Source information:
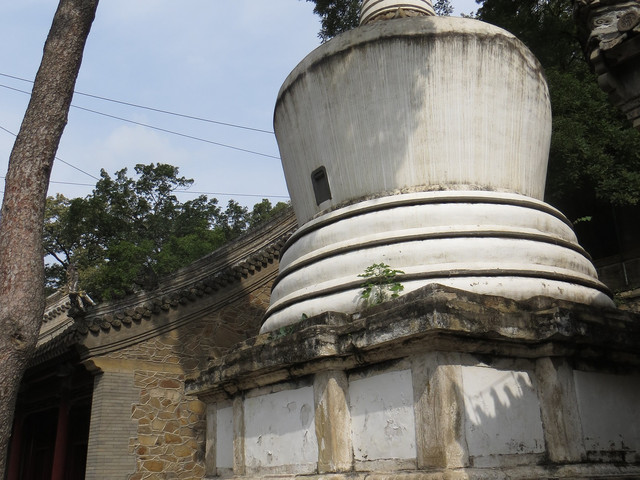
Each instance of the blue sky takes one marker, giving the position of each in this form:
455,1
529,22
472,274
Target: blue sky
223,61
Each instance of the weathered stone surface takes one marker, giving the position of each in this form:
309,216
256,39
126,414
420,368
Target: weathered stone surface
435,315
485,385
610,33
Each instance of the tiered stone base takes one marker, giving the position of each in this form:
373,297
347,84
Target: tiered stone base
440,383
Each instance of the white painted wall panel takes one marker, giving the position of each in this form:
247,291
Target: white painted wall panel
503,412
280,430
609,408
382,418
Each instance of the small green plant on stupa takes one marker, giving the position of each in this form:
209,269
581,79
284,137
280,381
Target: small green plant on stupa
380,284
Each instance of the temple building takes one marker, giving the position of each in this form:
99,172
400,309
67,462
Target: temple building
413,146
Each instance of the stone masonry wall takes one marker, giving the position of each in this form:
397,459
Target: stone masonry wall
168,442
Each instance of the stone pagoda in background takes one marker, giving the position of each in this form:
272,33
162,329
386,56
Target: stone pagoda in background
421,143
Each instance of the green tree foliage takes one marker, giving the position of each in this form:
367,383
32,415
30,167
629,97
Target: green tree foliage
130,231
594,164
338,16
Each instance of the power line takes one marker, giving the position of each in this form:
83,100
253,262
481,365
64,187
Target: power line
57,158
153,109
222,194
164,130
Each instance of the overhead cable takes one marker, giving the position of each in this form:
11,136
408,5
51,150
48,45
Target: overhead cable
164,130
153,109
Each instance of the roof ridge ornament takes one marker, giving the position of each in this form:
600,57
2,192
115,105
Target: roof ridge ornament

What this task involves:
A bare number should be your reply: how many lines in the entries above include the word "roof".

Task solution:
2